### Extrait
▬▬▬▬▬▬

Joe Lucazz est un rappeur qui tient ses promesses. Après de nombreuses années de galère, il passe la vitesse supérieure et sort deux albums en l’espace de six mois. Propre. Quand le premier « No name 2.0 » exploite parfaitement l’esprit dope-dealer du personnage, « Paris Dernière » explore le pan de sa musique le plus axé sur la ride nocturne. On vous fait les présentations.
Un rapport s’est développé par phases éparpillées tout au long de la discographie de Joe Lucazz. Avant même que son œuvre ne commence a se construire de manière exotérique, il était déjà aisé de distinguer les différentes facettes qui faisaient l’identité de sa musique. A l’instar d’Isha, Joe Lucazz a patienté pour prendre sa place, le temps de développer un univers riche aux ramifications multiples.
Là où le tracklisting de No Name 2.0 pouvait sembler quelque peu bricolé, celui de son nouveau disque Paris Dernière sorti le 1er juin dernier apparaît solidement charpenté. La direction est claire et bien construite. Les variations d’ambiance sont bien pensées, et les interludes – contrairement à ceux introduits dans la majorité des albums rap – participent à la narration, et permettent d’affiner l’ensemble. Voici un extrait de No Name 2.0.

▬▬▬▬▬▬

### Données d'expressions référentielles
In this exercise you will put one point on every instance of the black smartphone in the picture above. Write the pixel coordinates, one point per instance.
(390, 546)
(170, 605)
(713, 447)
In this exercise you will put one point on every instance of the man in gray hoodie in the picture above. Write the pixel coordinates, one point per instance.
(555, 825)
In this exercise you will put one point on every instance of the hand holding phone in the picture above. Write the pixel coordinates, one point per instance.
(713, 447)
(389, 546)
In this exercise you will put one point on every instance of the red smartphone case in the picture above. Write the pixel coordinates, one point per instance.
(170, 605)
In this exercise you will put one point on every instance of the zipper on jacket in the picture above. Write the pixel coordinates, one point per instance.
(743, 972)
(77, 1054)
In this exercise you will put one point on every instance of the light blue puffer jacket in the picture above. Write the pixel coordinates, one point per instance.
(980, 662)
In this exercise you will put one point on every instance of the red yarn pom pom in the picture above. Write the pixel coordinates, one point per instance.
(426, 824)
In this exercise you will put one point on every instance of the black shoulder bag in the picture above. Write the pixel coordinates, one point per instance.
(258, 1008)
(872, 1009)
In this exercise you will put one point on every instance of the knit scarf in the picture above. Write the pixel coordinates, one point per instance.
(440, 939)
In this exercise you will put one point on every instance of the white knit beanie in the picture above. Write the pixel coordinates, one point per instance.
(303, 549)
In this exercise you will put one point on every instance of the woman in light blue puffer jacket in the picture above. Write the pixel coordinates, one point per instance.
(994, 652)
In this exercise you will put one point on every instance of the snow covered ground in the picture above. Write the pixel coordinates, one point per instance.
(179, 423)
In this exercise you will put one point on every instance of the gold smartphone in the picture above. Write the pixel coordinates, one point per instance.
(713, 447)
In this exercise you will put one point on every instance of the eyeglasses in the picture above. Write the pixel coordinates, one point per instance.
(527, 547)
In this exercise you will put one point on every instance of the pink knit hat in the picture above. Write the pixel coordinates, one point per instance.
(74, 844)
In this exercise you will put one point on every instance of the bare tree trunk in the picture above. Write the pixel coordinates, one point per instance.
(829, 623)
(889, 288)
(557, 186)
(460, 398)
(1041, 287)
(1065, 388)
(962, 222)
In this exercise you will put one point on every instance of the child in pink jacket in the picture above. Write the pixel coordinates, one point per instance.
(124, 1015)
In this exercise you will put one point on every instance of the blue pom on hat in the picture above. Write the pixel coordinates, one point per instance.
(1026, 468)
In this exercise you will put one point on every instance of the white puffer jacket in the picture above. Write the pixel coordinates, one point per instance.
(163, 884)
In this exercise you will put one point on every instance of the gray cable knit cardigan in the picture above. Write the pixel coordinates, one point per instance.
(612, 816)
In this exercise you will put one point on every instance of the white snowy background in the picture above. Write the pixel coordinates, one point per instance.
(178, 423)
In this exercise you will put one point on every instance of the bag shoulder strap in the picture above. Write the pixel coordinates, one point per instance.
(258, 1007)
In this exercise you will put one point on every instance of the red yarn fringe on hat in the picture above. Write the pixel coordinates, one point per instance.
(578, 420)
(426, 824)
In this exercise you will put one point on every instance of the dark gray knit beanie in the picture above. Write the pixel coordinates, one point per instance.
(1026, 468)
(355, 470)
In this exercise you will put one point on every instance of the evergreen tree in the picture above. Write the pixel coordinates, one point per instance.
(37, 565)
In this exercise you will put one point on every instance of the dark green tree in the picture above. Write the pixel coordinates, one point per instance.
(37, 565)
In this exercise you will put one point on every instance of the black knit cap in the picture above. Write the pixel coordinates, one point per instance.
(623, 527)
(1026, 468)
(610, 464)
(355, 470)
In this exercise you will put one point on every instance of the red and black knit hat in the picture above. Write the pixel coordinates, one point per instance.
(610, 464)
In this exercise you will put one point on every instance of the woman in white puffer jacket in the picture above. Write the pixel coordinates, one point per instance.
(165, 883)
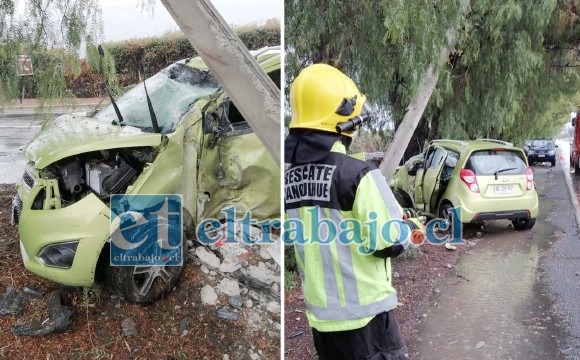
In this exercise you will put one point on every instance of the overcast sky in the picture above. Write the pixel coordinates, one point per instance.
(123, 20)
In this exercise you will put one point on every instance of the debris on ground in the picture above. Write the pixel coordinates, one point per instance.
(47, 316)
(184, 324)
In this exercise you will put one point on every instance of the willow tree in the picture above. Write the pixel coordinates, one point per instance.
(507, 74)
(51, 33)
(501, 74)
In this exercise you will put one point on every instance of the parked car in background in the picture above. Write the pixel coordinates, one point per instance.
(542, 150)
(180, 135)
(488, 179)
(526, 146)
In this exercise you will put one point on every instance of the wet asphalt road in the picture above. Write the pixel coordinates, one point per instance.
(16, 130)
(517, 293)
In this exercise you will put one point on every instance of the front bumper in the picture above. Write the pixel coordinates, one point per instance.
(538, 158)
(86, 221)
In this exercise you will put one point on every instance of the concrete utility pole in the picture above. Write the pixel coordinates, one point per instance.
(253, 92)
(396, 149)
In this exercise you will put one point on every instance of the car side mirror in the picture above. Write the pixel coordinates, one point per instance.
(416, 166)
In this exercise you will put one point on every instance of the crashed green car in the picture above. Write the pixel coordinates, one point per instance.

▬▬▬▬▬▬

### Questions d'étude
a - Reformulez sous forme de liste le paragraphe du texte sur Joe Lucazz qui commence par « Joe Lucazz est un rappeur », en gardant ses faits principaux.
b - Mettez à jour le passage du texte sur Joe Lucazz allant de "Joe Lucazz est" jusqu'à "fait les présentations." inclus, en remplaçant "galère" par "difficultés".

### Corrigés ci-dessous
a -
- Joe Lucazz est un rappeur qui tient ses promesses.
- Après de nombreuses années de galère, il sort deux albums en six mois.
- « No name 2.0 » exploite l'esprit dope-dealer du personnage.
- « Paris Dernière » explore le pan de sa musique axé sur la ride nocturne.

b -
Joe Lucazz est un rappeur qui tient ses promesses. Après de nombreuses années de difficultés, il passe la vitesse supérieure et sort deux albums en l’espace de six mois. Propre. Quand le premier « No name 2.0 » exploite parfaitement l’esprit dope-dealer du personnage, « Paris Dernière » explore le pan de sa musique le plus axé sur la ride nocturne. On vous fait les présentations.